De lá pra cá, o processo sucessório no leão esquentou. Dois nomes já haviam sido confirmados, os de Luiz Carlos Belém e Eduardo Carvalho – este, inclusive, derrotado pelo próprio Milton em 2018. Na oposição, entretanto, acabou ganhando força o nome de Nelo Campos, que chegou a ser diretor de futebol da gestão atual. Na minha visão, esta seria a candidatura mais sólida para concorrer contra a situação. Até o fato novo, em 19 de novembro. Passados nove dias, o presidente rubro-negro surpreendeu ao publicar uma carta aberta, novamente no site rubro-negro, anunciando a sua saída do processo sucessório.
“Uma gestão exitosa, reconhecida por todos, até nossos adversários. Mesmo assim, durante este período, fomos alvo de incompreensões, também de rubro-negros, alguns com interesses na política partidária, outros movidos por vaidades e alguns até por outros interesses, todos com pouca ou nenhuma compreensão do momento vivido pelo clube. Por não saber lidar com a política, que às vezes vem acompanhada de interesses pouco legítimos, prefiro me ausentar do processo sucessório do clube neste final de ano. Reforço que cumpri até o fim a missão a qual me propus. Faço um agradecimento a todos que me ajudaram nessa caminhada, meu vice-presidente executivo, meus vice-presidentes e diretores, todos os assessores, funcionários e atletas, que defenderam as nossas cores incondicionalmente. Enfim, pessoalmente, depois desses dois anos, me sinto desgastado física e emocionalmente. Preciso cuidar de meus assuntos pessoais, de minha saúde e dos meus negócios, que ficaram relegados em segundo plano neste período. Pretendo inclusive morar um tempo fora.”

=-=-=-=-=

PROBLEMAS A RESOLVER
**A)** Repita o trecho sobre a sucessão no clube entre "De lá pra cá, o" e "do processo sucessório.", inclusive.
**B)** Retome o trecho sobre a sucessão no clube a partir do ponto em que ele termina.

(Itens de um conjunto de dados)
=-=-=-=-=

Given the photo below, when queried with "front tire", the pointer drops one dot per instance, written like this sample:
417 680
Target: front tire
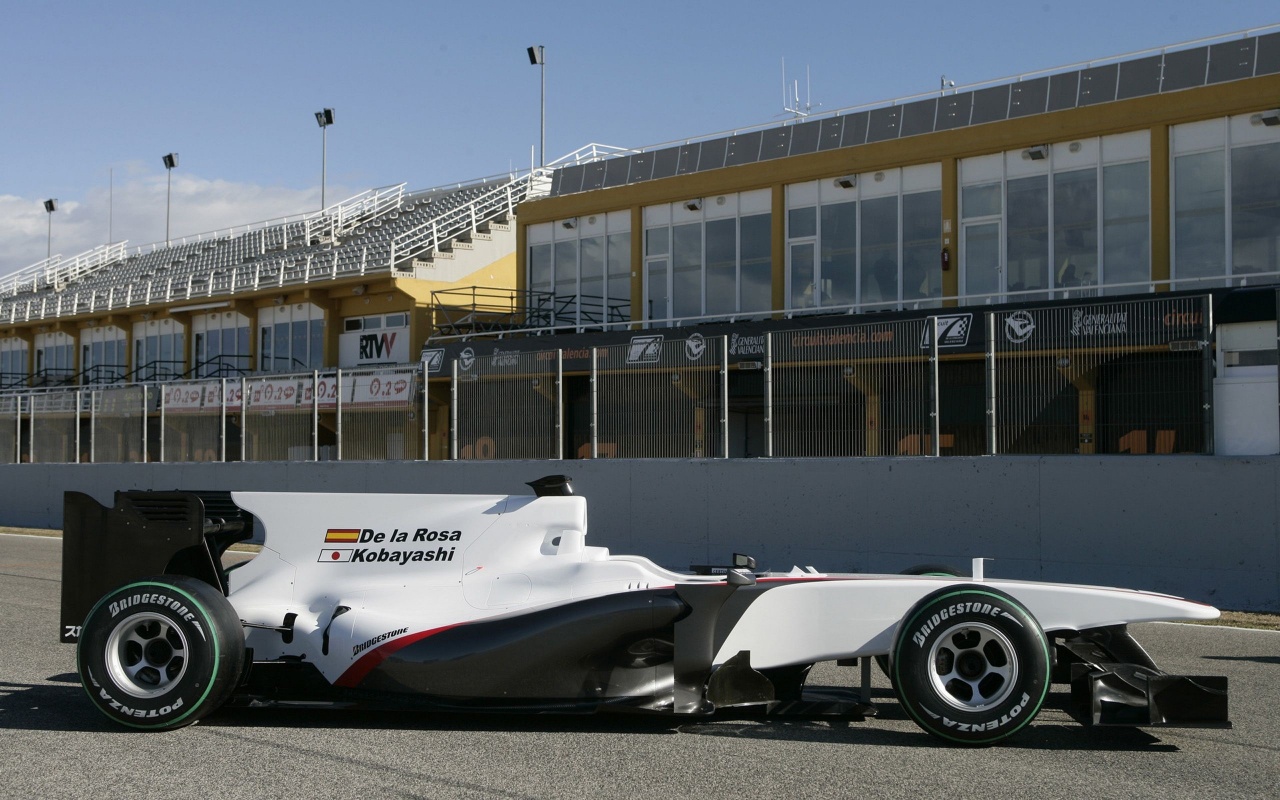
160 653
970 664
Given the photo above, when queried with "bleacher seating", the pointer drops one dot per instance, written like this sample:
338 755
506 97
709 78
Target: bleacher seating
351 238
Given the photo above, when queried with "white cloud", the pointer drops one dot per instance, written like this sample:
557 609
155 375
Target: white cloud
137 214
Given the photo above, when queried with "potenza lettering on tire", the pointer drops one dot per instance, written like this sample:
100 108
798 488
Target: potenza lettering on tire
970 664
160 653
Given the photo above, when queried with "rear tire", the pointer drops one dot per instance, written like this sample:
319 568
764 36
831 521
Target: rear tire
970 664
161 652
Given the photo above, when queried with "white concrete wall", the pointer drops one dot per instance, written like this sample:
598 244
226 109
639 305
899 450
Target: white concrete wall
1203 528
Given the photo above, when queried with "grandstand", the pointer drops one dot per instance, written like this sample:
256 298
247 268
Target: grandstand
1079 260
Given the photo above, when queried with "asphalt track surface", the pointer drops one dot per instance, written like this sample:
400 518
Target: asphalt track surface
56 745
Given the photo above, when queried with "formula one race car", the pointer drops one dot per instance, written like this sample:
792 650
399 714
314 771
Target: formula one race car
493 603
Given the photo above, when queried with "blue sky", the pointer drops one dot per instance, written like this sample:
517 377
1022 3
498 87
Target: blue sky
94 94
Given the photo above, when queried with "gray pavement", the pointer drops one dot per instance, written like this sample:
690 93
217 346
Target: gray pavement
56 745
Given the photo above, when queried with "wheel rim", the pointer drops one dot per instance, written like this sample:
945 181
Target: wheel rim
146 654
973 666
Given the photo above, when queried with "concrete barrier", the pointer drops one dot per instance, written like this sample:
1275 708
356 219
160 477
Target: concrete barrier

=-=-=-=-=

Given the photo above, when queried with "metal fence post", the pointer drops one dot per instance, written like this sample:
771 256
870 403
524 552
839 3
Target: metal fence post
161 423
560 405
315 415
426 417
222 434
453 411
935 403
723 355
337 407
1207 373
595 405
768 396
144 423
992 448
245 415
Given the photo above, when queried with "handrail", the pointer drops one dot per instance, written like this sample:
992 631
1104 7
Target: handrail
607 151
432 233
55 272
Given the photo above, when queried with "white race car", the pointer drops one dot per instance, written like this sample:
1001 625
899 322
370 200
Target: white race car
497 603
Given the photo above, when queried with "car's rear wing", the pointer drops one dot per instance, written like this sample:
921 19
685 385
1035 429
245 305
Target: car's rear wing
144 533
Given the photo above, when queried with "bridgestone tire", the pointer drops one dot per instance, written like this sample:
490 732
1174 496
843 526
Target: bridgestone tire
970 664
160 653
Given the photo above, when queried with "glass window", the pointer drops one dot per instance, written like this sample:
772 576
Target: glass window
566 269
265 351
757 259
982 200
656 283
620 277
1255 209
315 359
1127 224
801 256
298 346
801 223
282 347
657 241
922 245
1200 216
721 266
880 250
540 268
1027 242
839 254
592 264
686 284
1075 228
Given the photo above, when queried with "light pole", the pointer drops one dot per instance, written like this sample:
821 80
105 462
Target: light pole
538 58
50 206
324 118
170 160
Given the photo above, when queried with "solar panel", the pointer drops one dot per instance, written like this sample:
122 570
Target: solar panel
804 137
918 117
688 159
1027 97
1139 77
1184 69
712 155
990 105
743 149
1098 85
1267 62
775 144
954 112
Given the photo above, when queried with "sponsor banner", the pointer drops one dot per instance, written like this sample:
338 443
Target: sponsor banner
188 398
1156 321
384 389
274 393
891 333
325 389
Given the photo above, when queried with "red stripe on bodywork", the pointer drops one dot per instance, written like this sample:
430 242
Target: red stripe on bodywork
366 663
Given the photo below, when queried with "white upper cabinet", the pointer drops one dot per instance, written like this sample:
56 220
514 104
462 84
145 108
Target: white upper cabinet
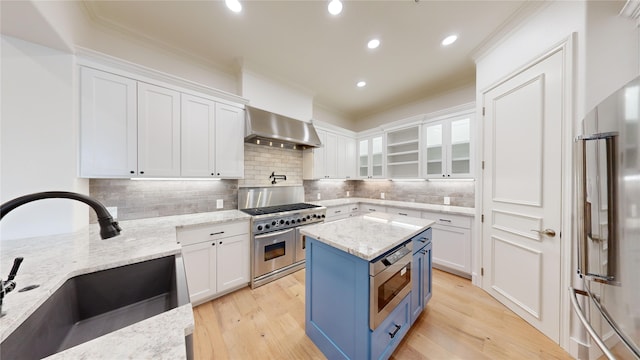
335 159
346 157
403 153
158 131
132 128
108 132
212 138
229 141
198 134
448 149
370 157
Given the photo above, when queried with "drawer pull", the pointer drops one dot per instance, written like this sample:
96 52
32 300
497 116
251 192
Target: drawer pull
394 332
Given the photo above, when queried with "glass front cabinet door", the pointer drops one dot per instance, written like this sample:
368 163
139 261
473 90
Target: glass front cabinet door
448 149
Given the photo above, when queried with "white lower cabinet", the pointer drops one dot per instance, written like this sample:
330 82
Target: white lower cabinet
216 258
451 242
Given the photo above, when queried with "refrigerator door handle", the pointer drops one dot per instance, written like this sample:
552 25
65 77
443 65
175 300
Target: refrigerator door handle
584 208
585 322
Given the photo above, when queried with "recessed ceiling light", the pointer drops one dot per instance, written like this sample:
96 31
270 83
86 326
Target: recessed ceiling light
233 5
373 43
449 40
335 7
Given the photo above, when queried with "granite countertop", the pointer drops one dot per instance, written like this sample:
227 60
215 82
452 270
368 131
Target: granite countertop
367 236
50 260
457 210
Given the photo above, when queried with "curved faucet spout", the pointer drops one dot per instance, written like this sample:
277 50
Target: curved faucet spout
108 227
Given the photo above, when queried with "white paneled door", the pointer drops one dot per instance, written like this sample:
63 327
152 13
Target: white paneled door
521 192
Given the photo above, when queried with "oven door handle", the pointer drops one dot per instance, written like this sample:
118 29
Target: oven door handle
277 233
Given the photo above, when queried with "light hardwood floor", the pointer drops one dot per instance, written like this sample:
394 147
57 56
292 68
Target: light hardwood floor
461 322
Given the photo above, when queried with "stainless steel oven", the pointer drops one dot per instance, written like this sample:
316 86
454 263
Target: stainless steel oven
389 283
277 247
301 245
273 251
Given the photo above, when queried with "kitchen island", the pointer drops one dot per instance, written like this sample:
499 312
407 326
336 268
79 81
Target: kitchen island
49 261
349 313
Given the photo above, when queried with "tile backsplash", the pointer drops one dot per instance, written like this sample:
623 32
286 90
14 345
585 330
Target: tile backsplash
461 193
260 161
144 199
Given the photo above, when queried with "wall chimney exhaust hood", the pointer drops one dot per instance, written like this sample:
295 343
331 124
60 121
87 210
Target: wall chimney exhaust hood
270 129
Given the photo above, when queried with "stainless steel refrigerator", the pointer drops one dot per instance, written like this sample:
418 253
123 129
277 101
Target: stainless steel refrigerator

=-=-=-=-=

RESPOSTAS EM SEQUÊNCIA
**A)**
De lá pra cá, o processo sucessório no leão esquentou. Dois nomes já haviam sido confirmados, os de Luiz Carlos Belém e Eduardo Carvalho – este, inclusive, derrotado pelo próprio Milton em 2018. Na oposição, entretanto, acabou ganhando força o nome de Nelo Campos, que chegou a ser diretor de futebol da gestão atual. Na minha visão, esta seria a candidatura mais sólida para concorrer contra a situação. Até o fato novo, em 19 de novembro. Passados nove dias, o presidente rubro-negro surpreendeu ao publicar uma carta aberta, novamente no site rubro-negro, anunciando a sua saída do processo sucessório.

**B)**
Aos 68 anos, com dois mandatos no Sport, acumulando três títulos estaduais (2007, 2008 e 2019) e uma Copa do Brasil (2008), Bivar era um favorito natural. Primeiro porque, num bate-chapa concreto, a oposição só venceu uma eleição na Ilha, no distante ano de 1986 – Homero bateu Wanderson. O próprio Milton foi oposição em 2018, mas naquela ocasião a situação, após o trágico mandato de Arnaldo Barros, sequer alinhou uma chapa. Segundo porque, apesar de alguns erros pelo caminho, o resultado no futebol foi acima do esperado, com um acesso tranquilo (num ano de colapso) e uma disputa real pela permanência na Série A (não parecia sequer haver essa perspectiva, a partir de um orçamento pré-pandemia de R$ 77,5 milhões). Claro, a composição da direção do futebol enfrentou barreiras, devido às visões arcaicas de alguns componentes, num cenário do qual Milton não abriu mão.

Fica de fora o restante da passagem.